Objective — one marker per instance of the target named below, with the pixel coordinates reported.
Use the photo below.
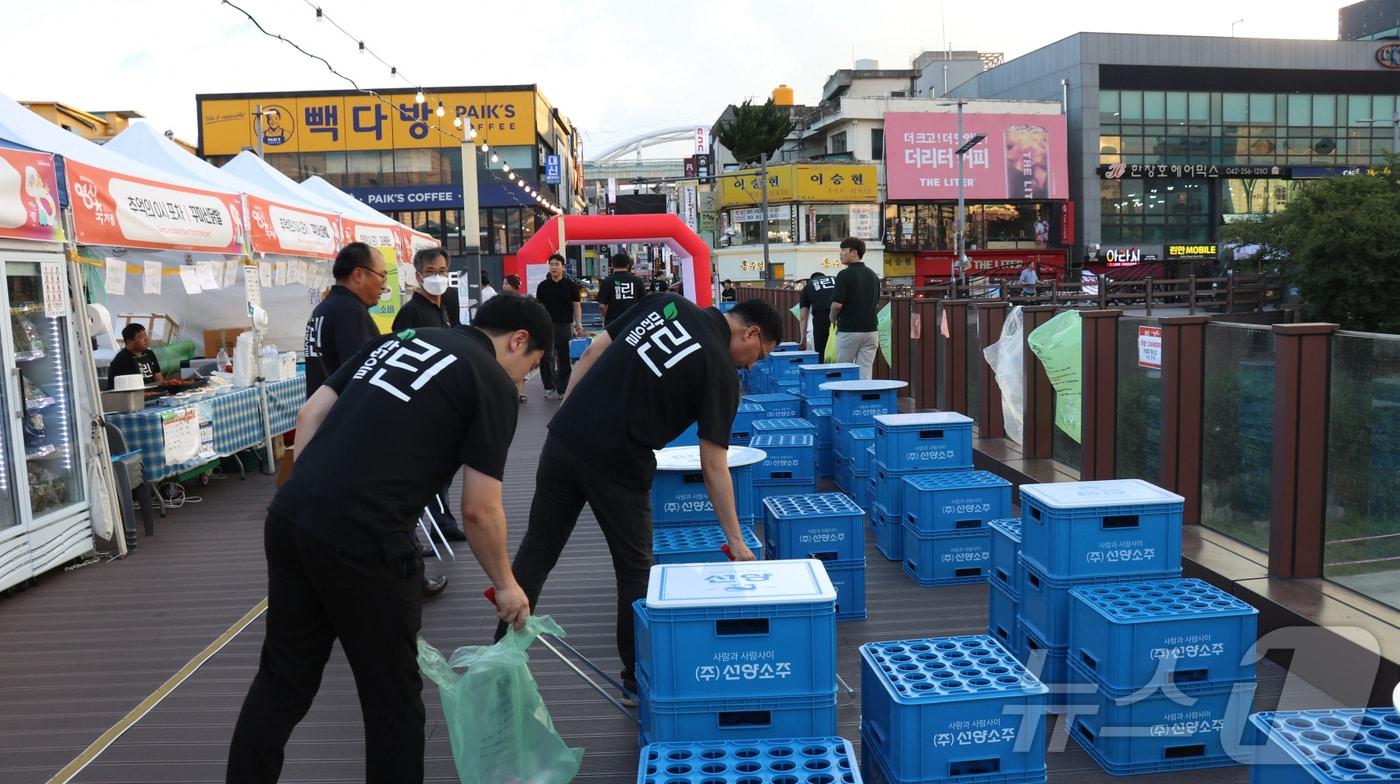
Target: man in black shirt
(619, 290)
(816, 301)
(429, 305)
(854, 304)
(375, 441)
(637, 387)
(136, 357)
(559, 294)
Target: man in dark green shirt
(854, 305)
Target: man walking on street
(377, 440)
(854, 304)
(641, 384)
(559, 294)
(619, 290)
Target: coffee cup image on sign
(1028, 161)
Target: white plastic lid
(874, 385)
(688, 458)
(1080, 494)
(728, 584)
(921, 419)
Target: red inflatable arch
(597, 230)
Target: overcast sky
(615, 67)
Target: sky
(615, 67)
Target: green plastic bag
(500, 730)
(1057, 345)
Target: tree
(1339, 242)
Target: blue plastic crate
(947, 559)
(1005, 555)
(814, 375)
(765, 490)
(1325, 745)
(755, 762)
(784, 424)
(723, 630)
(955, 500)
(784, 366)
(889, 534)
(1113, 528)
(1045, 601)
(790, 455)
(742, 429)
(1159, 734)
(776, 405)
(951, 707)
(822, 525)
(697, 543)
(1001, 618)
(924, 441)
(858, 402)
(1183, 632)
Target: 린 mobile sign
(1022, 157)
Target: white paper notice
(151, 277)
(189, 277)
(209, 275)
(55, 289)
(116, 277)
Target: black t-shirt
(816, 294)
(413, 408)
(420, 312)
(668, 366)
(126, 363)
(557, 297)
(619, 291)
(336, 331)
(857, 290)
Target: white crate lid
(874, 385)
(1110, 492)
(688, 458)
(728, 584)
(921, 419)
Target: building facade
(1171, 137)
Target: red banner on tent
(28, 196)
(130, 212)
(276, 228)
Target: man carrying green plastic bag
(500, 730)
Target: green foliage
(755, 132)
(1340, 244)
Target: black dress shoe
(433, 587)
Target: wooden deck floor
(81, 648)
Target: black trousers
(556, 367)
(318, 594)
(563, 483)
(821, 331)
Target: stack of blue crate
(755, 762)
(826, 527)
(1004, 585)
(730, 651)
(1081, 534)
(947, 710)
(947, 539)
(790, 466)
(905, 445)
(1147, 648)
(1320, 746)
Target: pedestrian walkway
(83, 648)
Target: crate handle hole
(745, 718)
(741, 626)
(1120, 521)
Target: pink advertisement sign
(1022, 156)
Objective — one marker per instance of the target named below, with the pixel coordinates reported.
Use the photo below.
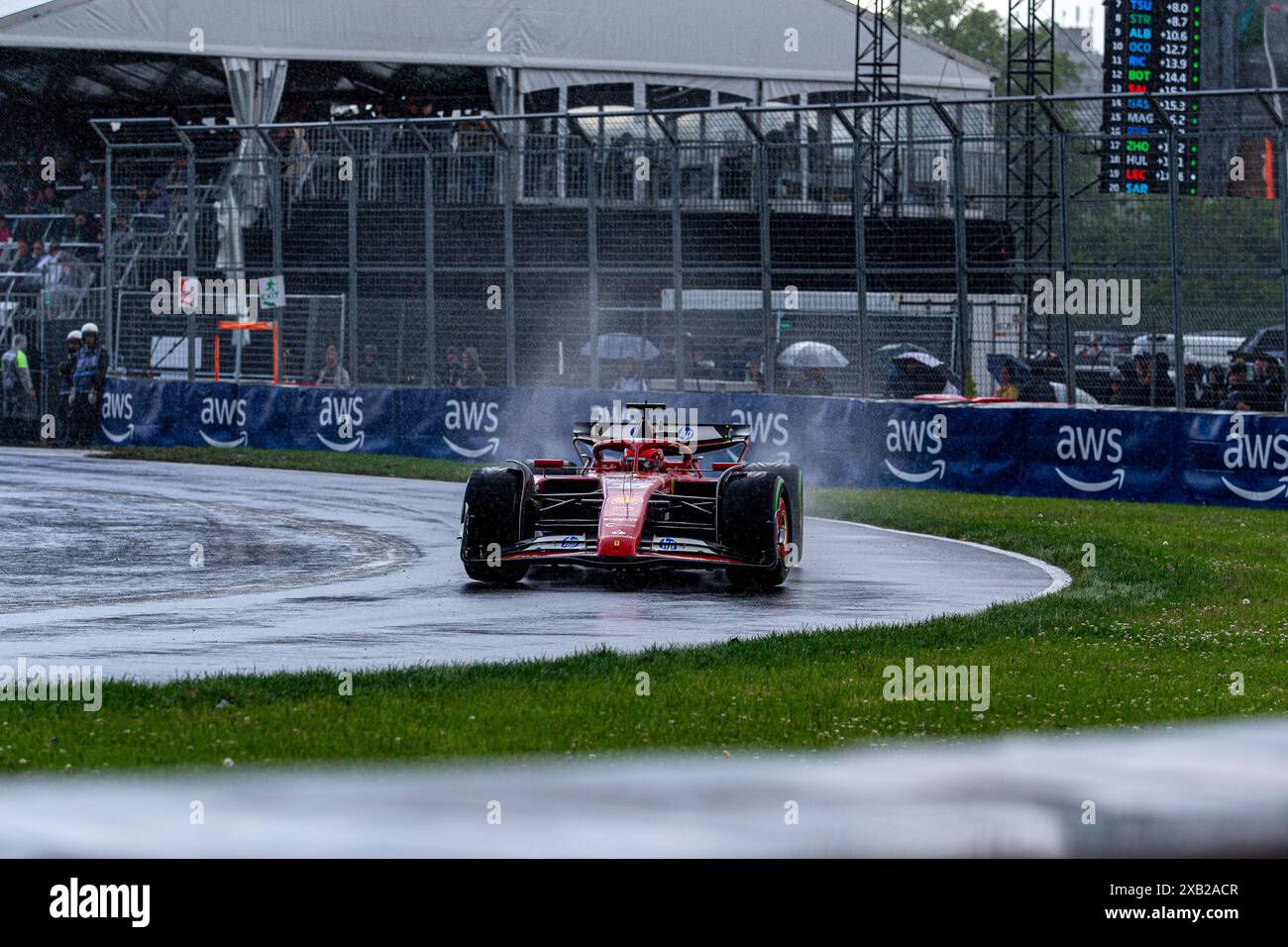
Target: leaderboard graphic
(1151, 50)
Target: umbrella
(1019, 369)
(884, 356)
(811, 355)
(617, 347)
(923, 357)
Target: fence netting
(874, 249)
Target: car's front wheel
(755, 523)
(492, 518)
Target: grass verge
(1179, 599)
(318, 462)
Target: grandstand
(394, 82)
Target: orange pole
(1269, 167)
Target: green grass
(318, 462)
(1179, 599)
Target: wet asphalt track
(307, 570)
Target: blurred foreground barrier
(1106, 454)
(1206, 789)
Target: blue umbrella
(617, 347)
(1019, 369)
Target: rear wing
(702, 437)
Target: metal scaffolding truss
(876, 78)
(1030, 192)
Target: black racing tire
(494, 512)
(795, 482)
(754, 523)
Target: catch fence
(500, 250)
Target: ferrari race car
(639, 497)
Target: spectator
(47, 201)
(1269, 380)
(1006, 386)
(20, 393)
(455, 375)
(1193, 376)
(334, 372)
(1214, 389)
(65, 368)
(89, 375)
(1240, 392)
(631, 380)
(53, 266)
(24, 263)
(1154, 388)
(473, 372)
(1037, 390)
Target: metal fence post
(1060, 134)
(352, 343)
(1177, 322)
(1283, 239)
(768, 321)
(961, 287)
(108, 258)
(678, 266)
(510, 328)
(430, 289)
(192, 260)
(1070, 375)
(592, 261)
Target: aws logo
(224, 412)
(469, 419)
(117, 407)
(1266, 453)
(1087, 446)
(767, 428)
(344, 414)
(917, 437)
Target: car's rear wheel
(755, 523)
(492, 518)
(795, 482)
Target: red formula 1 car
(639, 499)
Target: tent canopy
(702, 43)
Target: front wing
(652, 552)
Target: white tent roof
(720, 44)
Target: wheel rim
(782, 531)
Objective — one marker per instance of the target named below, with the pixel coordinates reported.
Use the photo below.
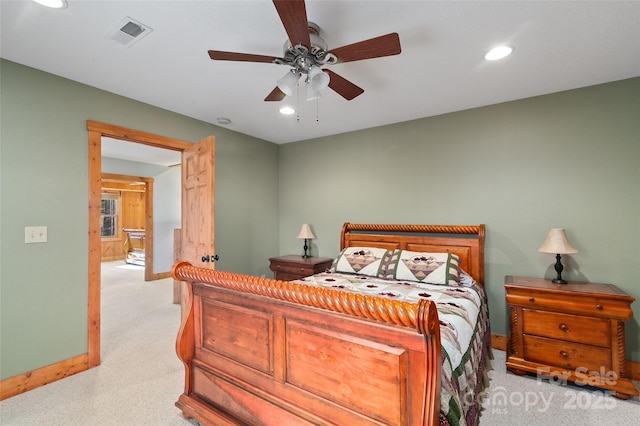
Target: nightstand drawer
(570, 302)
(567, 355)
(288, 268)
(298, 270)
(574, 328)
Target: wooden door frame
(96, 131)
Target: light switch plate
(35, 234)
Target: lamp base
(558, 267)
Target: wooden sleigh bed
(258, 351)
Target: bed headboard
(467, 241)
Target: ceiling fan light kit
(305, 52)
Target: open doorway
(97, 131)
(146, 180)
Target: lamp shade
(557, 243)
(306, 233)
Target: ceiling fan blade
(219, 55)
(376, 47)
(342, 86)
(275, 95)
(293, 14)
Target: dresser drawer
(568, 355)
(574, 328)
(584, 304)
(297, 270)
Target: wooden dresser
(571, 332)
(291, 267)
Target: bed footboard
(264, 352)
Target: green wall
(569, 159)
(44, 182)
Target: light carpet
(140, 377)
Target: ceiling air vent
(128, 32)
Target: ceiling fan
(306, 53)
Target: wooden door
(198, 185)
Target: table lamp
(557, 243)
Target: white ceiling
(559, 45)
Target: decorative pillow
(370, 261)
(431, 268)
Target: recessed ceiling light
(498, 53)
(55, 4)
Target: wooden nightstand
(570, 332)
(288, 268)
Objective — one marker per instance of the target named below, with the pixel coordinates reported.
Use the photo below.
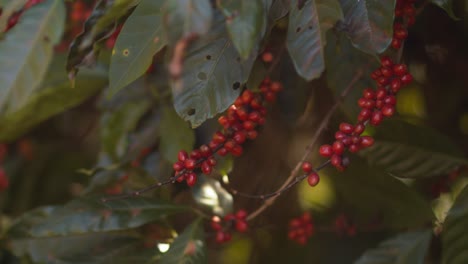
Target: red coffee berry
(182, 155)
(191, 179)
(376, 118)
(338, 147)
(206, 168)
(313, 179)
(386, 61)
(388, 110)
(407, 78)
(178, 166)
(241, 226)
(326, 151)
(400, 69)
(306, 167)
(239, 137)
(219, 138)
(346, 128)
(367, 141)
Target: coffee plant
(233, 131)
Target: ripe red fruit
(239, 137)
(182, 155)
(377, 118)
(241, 226)
(388, 110)
(386, 61)
(219, 138)
(306, 167)
(206, 168)
(190, 164)
(400, 69)
(335, 160)
(178, 166)
(338, 147)
(326, 151)
(407, 78)
(367, 141)
(346, 128)
(191, 179)
(313, 179)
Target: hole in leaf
(236, 85)
(191, 111)
(201, 76)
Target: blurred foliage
(69, 138)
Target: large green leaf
(455, 231)
(411, 151)
(90, 214)
(8, 7)
(88, 248)
(140, 38)
(121, 117)
(212, 76)
(398, 205)
(369, 23)
(344, 62)
(188, 247)
(175, 133)
(54, 96)
(307, 30)
(100, 24)
(183, 18)
(406, 248)
(245, 21)
(26, 51)
(447, 5)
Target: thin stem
(291, 179)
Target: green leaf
(369, 23)
(397, 204)
(209, 193)
(100, 24)
(188, 247)
(54, 96)
(410, 151)
(8, 7)
(447, 5)
(344, 62)
(122, 116)
(140, 38)
(90, 214)
(176, 134)
(455, 231)
(26, 51)
(406, 248)
(183, 18)
(88, 248)
(245, 21)
(307, 30)
(212, 76)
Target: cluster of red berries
(4, 182)
(344, 226)
(312, 176)
(222, 227)
(375, 106)
(406, 12)
(239, 124)
(301, 228)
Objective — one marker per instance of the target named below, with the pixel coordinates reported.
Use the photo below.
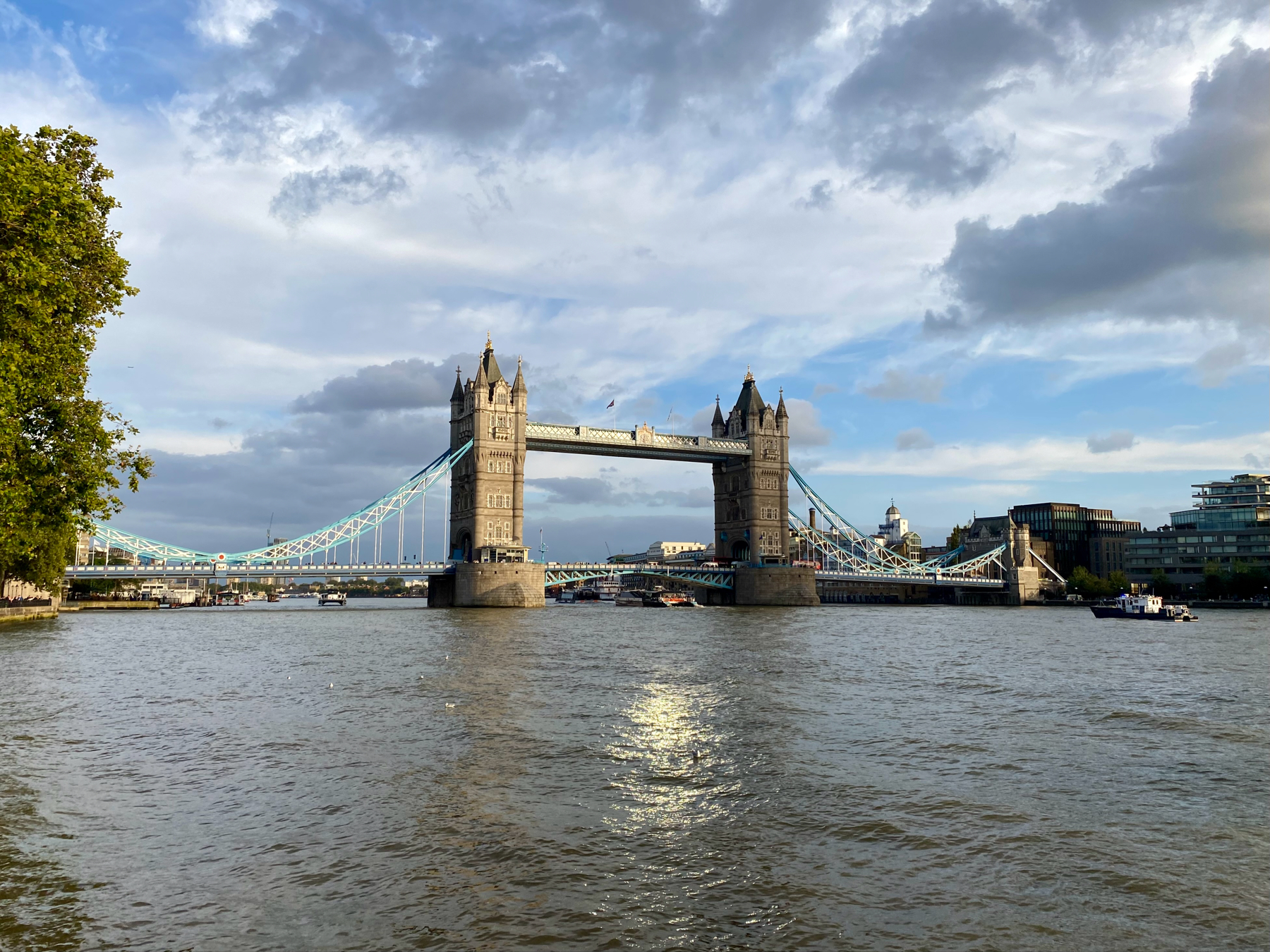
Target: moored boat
(1143, 609)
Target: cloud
(1111, 444)
(905, 385)
(1041, 457)
(1218, 363)
(916, 438)
(401, 385)
(304, 193)
(898, 111)
(1203, 203)
(821, 196)
(230, 20)
(484, 71)
(806, 429)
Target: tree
(1214, 585)
(63, 455)
(1085, 583)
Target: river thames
(390, 777)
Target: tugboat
(1144, 609)
(668, 599)
(629, 597)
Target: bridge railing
(344, 531)
(582, 436)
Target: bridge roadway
(557, 573)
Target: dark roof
(492, 374)
(749, 398)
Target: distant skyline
(993, 253)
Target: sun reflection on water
(670, 762)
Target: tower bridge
(488, 563)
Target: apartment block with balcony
(1228, 528)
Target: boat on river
(1143, 609)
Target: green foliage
(1086, 584)
(1214, 584)
(61, 453)
(1161, 584)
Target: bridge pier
(775, 585)
(489, 585)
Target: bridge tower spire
(487, 515)
(752, 493)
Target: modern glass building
(1080, 536)
(1227, 528)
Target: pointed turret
(519, 389)
(489, 365)
(749, 401)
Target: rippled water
(865, 779)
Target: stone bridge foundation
(776, 585)
(489, 585)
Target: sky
(992, 253)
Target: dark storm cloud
(1202, 202)
(552, 71)
(304, 193)
(487, 69)
(401, 385)
(924, 75)
(1108, 20)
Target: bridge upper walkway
(643, 442)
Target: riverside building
(1228, 530)
(1080, 536)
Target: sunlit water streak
(865, 779)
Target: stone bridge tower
(487, 501)
(752, 493)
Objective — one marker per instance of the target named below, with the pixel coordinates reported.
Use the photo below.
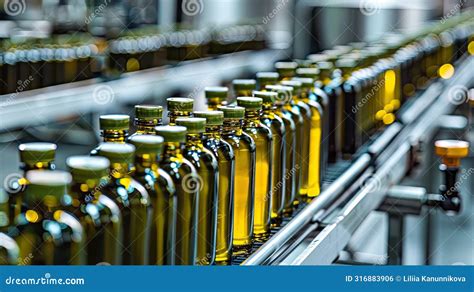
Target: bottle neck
(40, 165)
(172, 149)
(213, 132)
(194, 141)
(252, 117)
(147, 127)
(115, 136)
(146, 161)
(173, 115)
(232, 126)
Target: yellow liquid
(263, 178)
(275, 124)
(187, 205)
(314, 173)
(244, 182)
(290, 169)
(226, 159)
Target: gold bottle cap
(451, 151)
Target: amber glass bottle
(243, 87)
(226, 161)
(301, 109)
(315, 138)
(277, 126)
(294, 132)
(216, 96)
(208, 173)
(132, 199)
(179, 107)
(163, 198)
(266, 78)
(147, 117)
(263, 138)
(244, 178)
(99, 215)
(33, 156)
(46, 233)
(187, 184)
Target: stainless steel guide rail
(386, 161)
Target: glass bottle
(266, 78)
(46, 233)
(263, 138)
(244, 178)
(114, 128)
(303, 110)
(162, 191)
(147, 117)
(185, 179)
(99, 215)
(179, 107)
(226, 162)
(315, 138)
(319, 96)
(208, 178)
(243, 87)
(132, 199)
(216, 96)
(293, 125)
(277, 127)
(33, 156)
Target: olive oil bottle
(263, 138)
(9, 250)
(147, 117)
(33, 156)
(162, 192)
(315, 138)
(244, 178)
(301, 109)
(276, 125)
(179, 107)
(216, 96)
(226, 161)
(114, 128)
(208, 179)
(267, 78)
(244, 87)
(132, 199)
(186, 181)
(45, 232)
(294, 134)
(99, 215)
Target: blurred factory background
(235, 39)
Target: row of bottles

━━━━━━━━━━━━━━━━

STATED EXERCISE ::
Reproduce everything from the line containing "Target: sun reflection on water" down to the end of the material above, leaving out the pictures.

RESPONSE BELOW ::
Target: sun reflection on water
(670, 762)
Target: tower bridge
(488, 563)
Target: apartment block with balcony
(1228, 528)
Target: boat on river
(1143, 609)
Target: green foliage
(1086, 584)
(1214, 584)
(61, 453)
(1161, 584)
Target: bridge pier
(775, 585)
(489, 585)
Target: bridge tower spire
(487, 515)
(752, 493)
Target: modern glass building
(1080, 536)
(1227, 528)
Target: pointed turret
(519, 389)
(489, 365)
(749, 401)
Target: rippled water
(865, 779)
Target: stone bridge foundation
(776, 585)
(489, 585)
Target: sky
(992, 253)
Target: dark storm cloud
(1202, 202)
(552, 71)
(304, 193)
(487, 69)
(401, 385)
(924, 75)
(1108, 20)
Target: bridge upper walkway
(643, 442)
Target: riverside building
(1228, 530)
(1080, 536)
Target: sunlit water streak
(865, 779)
Target: stone bridge tower
(487, 501)
(752, 493)
Objective — one marker per instance of the target named below, with the pixel coordinates reported.
Use the photo below.
Target: bottle neck
(40, 165)
(172, 149)
(213, 132)
(194, 141)
(252, 117)
(147, 127)
(115, 136)
(146, 161)
(173, 115)
(232, 126)
Target: yellow liquid
(263, 178)
(275, 124)
(187, 205)
(314, 173)
(244, 182)
(290, 169)
(226, 159)
Target: gold bottle cap
(451, 151)
Target: amber glass bottle
(243, 87)
(226, 161)
(301, 109)
(315, 138)
(277, 126)
(294, 132)
(216, 96)
(208, 173)
(132, 199)
(179, 107)
(163, 198)
(266, 78)
(147, 117)
(263, 138)
(244, 178)
(99, 215)
(33, 156)
(46, 233)
(187, 184)
Target: stainless steel guide rail
(386, 161)
Target: glass bottle
(266, 78)
(46, 233)
(263, 138)
(244, 178)
(114, 128)
(303, 110)
(162, 191)
(147, 117)
(185, 179)
(99, 215)
(179, 107)
(226, 162)
(315, 138)
(319, 96)
(208, 178)
(243, 87)
(132, 199)
(216, 96)
(293, 125)
(277, 127)
(33, 156)
Target: olive oil bottle
(263, 138)
(9, 250)
(147, 117)
(33, 156)
(162, 192)
(315, 138)
(244, 178)
(301, 109)
(276, 125)
(179, 107)
(216, 96)
(226, 161)
(114, 128)
(208, 179)
(267, 78)
(244, 87)
(132, 199)
(186, 181)
(45, 232)
(294, 134)
(99, 215)
Target: blurred factory background
(235, 39)
Target: row of bottles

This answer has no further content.